■ READING TEXT ■
On December 8, 2016, Sparkman was selected by the Toronto Blue Jays in the 2016 Rule 5 draft. Sparkman suffered a broken right thumb in spring training in 2017, and opened the season on the 10-day disabled list. On April 10, he was transferred to the 60-day disabled list. Sparkman was activated on June 30 and called up by the Blue Jays. He appeared in relief in two games, giving up seven runs over a single inning pitched. He was designated for assignment on July 3.

===Kansas City Royals (second stint)===
On July 8, 2017, Sparkman was returned to the Royals organization. He finished the year with the Double-A Northwest Arkansas Naturals, posting a 2.61 ERA in 3 appearances. He was assigned to Northwest Arkansas to begin the 2018 season, later receiving a promotion to the Triple-A Omaha Storm Chasers. Sparkman was added to the Royals active roster on July 8, 2018. In 15 games on the year, Sparkman recorded an 0-3 record and 4.46 ERA.

Sparkman pitched in 31 games for the Royals in 2019, posting a 4-11 record and 6.02 ERA with 81 strikeouts in 136.0 innings of work. With the 2020 Kansas City Royals, Sparkman appeared in 4 games, compiling a 0-0 record with 5.40 ERA and 2 strikeouts in 5.0 innings pitched. On November 20, 2020, Sparkman was designated for assignment. On November 23, the Royals released Sparkman.

===Minnesota Twins===
On December 17, 2020, Sparkman signed a minor league contract with the Minnesota Twins organization. Sparkman pitched three innings of one-run ball for the Triple-A St. Paul Saints before being released on May 18, 2021.

===Orix Buffaloes===
On June 23, 2021, Sparkman signed with the Orix Buffaloes of Nippon Professional Baseball (NPB). On August 18, he made his debut at NPB as a starter against the Hokkaido Nippon-Ham Fighters.
Sparkman pitched 17 innings for the Buffaloes, posting an 0-1 record with a 6.88 ERA and 14 strikeouts. He became a free agent following the 2021 season.

===Lotte Giants===
On December 12, 2021, Sparkman signed with the Lotte Giants of the KBO League. In 19 starts for the Giants, he logged a 2-4 record and 5.31 ERA with 89 strikeouts across 84 2/3 innings pitched. Sparkman was released by Lotte on August 2, 2022.

■ Natural-language object grounding data ■
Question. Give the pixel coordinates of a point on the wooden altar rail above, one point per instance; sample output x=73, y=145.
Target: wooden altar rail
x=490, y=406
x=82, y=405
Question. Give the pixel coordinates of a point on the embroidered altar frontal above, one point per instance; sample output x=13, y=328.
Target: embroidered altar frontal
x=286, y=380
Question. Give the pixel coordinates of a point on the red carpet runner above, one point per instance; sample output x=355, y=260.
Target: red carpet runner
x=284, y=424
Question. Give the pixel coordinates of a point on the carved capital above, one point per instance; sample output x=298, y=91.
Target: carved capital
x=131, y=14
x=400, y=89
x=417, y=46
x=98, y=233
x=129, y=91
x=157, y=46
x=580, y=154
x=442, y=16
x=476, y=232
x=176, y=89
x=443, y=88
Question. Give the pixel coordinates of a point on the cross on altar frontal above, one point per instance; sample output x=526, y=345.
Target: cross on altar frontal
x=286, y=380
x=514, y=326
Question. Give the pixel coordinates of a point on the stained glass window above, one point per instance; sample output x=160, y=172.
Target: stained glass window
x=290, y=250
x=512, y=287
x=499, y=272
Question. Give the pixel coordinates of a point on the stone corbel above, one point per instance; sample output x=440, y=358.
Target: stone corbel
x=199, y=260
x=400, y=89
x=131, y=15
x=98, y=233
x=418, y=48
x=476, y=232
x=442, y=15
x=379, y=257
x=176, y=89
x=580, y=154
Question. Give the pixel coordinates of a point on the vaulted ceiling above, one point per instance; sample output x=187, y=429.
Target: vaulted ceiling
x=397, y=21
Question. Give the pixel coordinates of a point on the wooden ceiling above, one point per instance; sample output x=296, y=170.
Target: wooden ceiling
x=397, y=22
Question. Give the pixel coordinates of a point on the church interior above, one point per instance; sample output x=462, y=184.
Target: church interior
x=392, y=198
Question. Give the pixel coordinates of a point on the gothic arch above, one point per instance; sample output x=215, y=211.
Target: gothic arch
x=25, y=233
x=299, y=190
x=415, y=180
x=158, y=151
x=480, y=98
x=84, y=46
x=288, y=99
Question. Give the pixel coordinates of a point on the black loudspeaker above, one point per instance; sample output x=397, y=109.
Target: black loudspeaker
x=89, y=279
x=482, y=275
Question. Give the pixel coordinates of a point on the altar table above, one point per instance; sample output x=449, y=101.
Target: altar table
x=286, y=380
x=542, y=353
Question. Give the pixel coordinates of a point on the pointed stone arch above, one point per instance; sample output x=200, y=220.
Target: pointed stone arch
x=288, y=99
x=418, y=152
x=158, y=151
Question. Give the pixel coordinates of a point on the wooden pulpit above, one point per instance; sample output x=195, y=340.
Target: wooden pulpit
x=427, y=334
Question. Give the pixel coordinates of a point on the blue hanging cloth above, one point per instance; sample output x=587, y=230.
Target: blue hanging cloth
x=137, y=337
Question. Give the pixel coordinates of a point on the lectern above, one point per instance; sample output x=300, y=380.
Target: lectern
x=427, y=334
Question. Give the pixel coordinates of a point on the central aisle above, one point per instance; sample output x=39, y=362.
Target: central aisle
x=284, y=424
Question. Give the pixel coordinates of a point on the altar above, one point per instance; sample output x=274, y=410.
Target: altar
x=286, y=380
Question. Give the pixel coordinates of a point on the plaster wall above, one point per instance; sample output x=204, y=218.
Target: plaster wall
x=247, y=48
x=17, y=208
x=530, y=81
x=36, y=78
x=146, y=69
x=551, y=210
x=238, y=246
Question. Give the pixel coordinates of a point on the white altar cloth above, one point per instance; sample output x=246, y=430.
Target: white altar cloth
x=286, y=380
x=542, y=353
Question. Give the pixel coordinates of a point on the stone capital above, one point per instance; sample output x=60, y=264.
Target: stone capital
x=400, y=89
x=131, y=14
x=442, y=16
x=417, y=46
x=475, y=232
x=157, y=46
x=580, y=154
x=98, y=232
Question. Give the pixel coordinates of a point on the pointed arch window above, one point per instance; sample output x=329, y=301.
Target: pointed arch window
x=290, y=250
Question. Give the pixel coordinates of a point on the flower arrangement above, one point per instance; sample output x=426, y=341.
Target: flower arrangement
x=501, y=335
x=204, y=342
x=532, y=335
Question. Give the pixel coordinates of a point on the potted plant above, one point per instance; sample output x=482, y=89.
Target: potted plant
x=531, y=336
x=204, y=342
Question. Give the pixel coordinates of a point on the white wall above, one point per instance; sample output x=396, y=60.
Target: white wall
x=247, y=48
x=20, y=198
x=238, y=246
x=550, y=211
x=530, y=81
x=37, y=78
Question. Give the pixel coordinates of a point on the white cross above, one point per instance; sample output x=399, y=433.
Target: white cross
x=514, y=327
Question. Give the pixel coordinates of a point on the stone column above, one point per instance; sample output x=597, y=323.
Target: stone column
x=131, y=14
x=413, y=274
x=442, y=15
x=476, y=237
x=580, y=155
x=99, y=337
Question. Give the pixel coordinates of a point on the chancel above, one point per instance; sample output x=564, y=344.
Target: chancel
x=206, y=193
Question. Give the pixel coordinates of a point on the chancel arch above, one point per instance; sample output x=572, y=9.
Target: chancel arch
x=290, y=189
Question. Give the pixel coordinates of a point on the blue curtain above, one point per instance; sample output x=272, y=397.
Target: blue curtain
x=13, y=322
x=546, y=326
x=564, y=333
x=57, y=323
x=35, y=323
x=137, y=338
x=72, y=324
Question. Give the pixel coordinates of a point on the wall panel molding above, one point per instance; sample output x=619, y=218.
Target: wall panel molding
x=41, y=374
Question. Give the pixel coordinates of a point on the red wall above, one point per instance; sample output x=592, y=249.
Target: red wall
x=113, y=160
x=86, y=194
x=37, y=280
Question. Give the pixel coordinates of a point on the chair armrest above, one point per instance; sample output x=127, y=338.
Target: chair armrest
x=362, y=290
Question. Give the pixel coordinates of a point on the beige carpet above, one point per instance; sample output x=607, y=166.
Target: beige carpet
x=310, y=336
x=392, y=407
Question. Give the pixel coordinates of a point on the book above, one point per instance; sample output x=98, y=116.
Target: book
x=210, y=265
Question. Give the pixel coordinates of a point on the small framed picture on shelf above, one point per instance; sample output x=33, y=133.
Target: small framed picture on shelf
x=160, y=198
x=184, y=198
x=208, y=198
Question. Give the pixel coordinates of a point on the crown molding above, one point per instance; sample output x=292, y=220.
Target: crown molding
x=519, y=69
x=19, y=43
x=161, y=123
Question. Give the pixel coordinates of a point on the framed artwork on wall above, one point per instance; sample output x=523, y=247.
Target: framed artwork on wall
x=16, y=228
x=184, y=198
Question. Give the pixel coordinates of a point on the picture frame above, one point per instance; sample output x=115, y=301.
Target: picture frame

■ PROBLEM REQUIREMENTS ■
Copy the passage of the pitching career text that begins with the words "Sparkman pitched in" and ends with "May 18, 2021.", substituting "let go" for every instance of "released".

■ RESPONSE AREA ■
Sparkman pitched in 31 games for the Royals in 2019, posting a 4-11 record and 6.02 ERA with 81 strikeouts in 136.0 innings of work. With the 2020 Kansas City Royals, Sparkman appeared in 4 games, compiling a 0-0 record with 5.40 ERA and 2 strikeouts in 5.0 innings pitched. On November 20, 2020, Sparkman was designated for assignment. On November 23, the Royals let go Sparkman.

===Minnesota Twins===
On December 17, 2020, Sparkman signed a minor league contract with the Minnesota Twins organization. Sparkman pitched three innings of one-run ball for the Triple-A St. Paul Saints before being let go on May 18, 2021.